Action item:
Only the lines from the top of the following listing through the line with "Target: bare leg" belong in your answer, exactly as written.

* * * * * * * * *

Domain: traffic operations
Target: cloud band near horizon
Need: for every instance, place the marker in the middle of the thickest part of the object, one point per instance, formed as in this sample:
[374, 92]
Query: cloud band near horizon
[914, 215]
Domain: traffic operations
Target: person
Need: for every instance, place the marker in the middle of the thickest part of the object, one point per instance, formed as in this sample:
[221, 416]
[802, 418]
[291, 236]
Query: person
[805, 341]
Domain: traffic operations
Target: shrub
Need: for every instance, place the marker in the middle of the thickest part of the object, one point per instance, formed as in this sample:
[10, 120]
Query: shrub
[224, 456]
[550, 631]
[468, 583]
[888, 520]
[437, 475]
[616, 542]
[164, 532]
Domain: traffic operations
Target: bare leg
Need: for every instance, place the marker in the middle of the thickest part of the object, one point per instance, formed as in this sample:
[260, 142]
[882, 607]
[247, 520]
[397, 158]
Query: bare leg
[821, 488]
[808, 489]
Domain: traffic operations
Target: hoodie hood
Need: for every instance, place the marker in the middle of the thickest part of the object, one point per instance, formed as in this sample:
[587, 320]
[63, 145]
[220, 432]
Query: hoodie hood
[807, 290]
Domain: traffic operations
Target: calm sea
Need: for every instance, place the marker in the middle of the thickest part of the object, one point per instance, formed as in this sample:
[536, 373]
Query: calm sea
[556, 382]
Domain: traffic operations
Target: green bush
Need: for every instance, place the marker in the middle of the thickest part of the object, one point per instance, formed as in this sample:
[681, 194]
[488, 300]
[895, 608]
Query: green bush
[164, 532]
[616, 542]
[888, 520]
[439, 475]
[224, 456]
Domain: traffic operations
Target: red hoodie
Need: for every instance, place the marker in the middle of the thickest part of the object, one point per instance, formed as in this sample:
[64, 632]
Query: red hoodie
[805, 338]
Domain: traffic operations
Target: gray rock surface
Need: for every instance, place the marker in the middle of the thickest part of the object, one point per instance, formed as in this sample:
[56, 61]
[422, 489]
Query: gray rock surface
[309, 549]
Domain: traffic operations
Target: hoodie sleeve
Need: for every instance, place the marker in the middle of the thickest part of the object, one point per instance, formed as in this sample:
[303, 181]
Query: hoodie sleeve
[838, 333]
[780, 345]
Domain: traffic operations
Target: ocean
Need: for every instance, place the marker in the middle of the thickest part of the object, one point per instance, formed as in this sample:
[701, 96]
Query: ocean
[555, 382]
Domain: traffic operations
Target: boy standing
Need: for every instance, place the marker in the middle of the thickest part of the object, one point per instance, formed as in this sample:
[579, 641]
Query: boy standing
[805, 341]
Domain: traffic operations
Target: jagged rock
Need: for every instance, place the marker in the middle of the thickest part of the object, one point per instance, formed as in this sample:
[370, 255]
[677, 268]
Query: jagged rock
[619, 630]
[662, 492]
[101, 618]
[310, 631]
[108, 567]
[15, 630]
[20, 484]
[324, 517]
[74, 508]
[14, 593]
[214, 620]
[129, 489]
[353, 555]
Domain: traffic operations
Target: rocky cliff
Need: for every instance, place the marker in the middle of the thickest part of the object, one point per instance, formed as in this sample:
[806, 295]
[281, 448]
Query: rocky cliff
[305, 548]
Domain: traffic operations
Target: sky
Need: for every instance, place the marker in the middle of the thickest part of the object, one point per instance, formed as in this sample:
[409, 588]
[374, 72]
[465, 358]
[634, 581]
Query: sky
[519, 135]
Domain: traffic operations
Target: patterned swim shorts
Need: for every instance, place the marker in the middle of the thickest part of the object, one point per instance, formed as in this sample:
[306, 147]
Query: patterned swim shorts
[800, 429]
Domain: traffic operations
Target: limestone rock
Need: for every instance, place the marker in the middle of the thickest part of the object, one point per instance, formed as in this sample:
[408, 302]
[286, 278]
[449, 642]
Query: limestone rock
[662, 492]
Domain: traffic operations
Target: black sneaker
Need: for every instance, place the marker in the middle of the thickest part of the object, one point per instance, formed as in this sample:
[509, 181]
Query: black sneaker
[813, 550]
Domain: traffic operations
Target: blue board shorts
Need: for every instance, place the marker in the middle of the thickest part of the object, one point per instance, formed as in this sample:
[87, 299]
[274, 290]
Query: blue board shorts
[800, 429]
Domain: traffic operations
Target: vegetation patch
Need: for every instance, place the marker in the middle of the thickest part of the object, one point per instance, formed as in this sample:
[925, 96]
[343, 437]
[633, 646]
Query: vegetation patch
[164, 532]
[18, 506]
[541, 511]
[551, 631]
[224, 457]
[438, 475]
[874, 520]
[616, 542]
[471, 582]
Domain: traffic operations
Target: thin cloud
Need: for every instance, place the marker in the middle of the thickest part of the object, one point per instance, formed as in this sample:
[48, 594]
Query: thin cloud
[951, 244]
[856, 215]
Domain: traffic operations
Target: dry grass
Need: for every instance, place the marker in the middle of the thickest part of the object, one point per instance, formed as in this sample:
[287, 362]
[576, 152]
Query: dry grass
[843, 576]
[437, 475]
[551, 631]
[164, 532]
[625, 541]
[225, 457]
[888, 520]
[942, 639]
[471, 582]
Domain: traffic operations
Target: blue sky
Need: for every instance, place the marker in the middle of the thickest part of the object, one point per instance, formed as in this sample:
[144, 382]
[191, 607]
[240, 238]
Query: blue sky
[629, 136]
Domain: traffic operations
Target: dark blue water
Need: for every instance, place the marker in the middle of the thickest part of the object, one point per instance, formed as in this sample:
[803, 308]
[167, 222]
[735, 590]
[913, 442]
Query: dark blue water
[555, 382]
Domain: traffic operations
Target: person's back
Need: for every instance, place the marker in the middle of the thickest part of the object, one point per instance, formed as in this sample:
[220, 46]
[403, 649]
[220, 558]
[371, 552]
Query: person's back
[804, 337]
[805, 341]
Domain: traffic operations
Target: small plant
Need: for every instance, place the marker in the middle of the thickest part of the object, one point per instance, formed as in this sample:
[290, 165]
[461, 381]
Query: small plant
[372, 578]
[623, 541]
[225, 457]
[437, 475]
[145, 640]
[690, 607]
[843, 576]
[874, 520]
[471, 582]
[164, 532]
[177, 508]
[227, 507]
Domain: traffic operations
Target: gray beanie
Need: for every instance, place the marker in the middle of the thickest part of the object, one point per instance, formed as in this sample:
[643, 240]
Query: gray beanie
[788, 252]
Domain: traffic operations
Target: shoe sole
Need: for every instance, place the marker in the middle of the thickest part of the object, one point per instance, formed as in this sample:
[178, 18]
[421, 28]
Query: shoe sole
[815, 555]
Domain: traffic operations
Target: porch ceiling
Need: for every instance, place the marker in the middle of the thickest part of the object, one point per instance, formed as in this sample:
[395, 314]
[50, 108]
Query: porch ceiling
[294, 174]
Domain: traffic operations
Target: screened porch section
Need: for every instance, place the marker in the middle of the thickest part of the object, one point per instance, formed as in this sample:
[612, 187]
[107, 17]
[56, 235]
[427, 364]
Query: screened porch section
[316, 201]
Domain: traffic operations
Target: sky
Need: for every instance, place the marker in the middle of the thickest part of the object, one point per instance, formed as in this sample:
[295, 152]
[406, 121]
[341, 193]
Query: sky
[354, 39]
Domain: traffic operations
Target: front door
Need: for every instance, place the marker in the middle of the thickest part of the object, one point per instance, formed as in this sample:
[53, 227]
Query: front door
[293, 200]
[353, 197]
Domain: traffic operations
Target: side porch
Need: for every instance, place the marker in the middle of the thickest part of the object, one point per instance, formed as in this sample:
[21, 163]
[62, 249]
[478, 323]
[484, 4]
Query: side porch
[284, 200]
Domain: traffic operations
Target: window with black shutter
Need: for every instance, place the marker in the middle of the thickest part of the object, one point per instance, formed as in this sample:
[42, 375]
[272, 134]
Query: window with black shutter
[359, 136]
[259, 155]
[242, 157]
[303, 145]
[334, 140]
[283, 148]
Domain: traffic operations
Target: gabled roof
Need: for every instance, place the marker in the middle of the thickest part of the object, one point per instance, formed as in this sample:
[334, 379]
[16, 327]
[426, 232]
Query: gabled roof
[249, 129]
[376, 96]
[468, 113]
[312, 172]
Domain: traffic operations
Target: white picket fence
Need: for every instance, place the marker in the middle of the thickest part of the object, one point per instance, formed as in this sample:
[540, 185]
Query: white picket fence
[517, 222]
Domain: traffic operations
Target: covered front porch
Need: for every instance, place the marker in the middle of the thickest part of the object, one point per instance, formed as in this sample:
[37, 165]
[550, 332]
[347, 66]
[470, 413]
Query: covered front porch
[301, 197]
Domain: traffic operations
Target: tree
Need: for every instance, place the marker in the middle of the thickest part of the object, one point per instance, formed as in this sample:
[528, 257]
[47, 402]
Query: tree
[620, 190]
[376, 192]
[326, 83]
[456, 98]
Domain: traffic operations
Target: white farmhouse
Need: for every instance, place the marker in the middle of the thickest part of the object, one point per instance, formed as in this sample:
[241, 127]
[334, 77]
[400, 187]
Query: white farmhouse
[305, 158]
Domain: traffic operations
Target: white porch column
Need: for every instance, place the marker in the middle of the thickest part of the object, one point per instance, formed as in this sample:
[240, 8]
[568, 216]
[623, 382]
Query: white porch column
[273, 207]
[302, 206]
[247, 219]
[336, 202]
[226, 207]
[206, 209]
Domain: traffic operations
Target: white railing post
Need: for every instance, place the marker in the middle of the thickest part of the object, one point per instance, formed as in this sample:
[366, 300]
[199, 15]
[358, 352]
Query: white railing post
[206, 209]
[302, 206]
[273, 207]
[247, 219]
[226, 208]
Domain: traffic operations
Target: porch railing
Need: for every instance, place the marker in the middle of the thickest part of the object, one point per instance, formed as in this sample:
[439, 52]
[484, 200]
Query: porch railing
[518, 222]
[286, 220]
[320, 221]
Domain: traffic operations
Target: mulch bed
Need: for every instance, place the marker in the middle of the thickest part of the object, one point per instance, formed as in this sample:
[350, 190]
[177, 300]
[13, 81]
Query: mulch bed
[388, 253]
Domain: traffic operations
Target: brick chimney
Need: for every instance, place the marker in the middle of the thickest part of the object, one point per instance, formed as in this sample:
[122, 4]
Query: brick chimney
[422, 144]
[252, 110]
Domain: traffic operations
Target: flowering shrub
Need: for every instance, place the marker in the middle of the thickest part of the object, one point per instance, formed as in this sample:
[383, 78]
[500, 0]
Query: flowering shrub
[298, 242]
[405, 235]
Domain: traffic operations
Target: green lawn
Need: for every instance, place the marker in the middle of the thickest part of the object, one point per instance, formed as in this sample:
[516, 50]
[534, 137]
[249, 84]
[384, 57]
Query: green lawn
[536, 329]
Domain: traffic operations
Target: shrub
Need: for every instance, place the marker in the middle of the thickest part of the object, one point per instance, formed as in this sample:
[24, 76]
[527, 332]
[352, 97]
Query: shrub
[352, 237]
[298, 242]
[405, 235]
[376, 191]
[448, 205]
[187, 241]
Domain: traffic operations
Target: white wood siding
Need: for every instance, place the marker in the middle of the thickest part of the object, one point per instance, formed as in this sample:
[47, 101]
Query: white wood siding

* * * * * * * * *

Solution below:
Domain: traffic operations
Target: cloud band near horizon
Need: for every instance, place the marker in the middle of the thickest part of the object, one point per instance, formed as in this sample:
[374, 92]
Query: cloud band near horizon
[914, 215]
Domain: traffic operations
Target: person
Need: for every instance, place the marker in the middle of the thickest part of the object, one point per instance, formed as in this sample:
[221, 416]
[802, 418]
[291, 236]
Query: person
[805, 341]
Domain: traffic operations
Target: shrub
Need: for every instance, place the marker in the middle of the thickest part of the object, one point per instance, formed as in this sample:
[10, 120]
Query: shrub
[224, 456]
[550, 631]
[468, 583]
[888, 520]
[437, 475]
[616, 542]
[164, 532]
Domain: traffic operations
Target: bare leg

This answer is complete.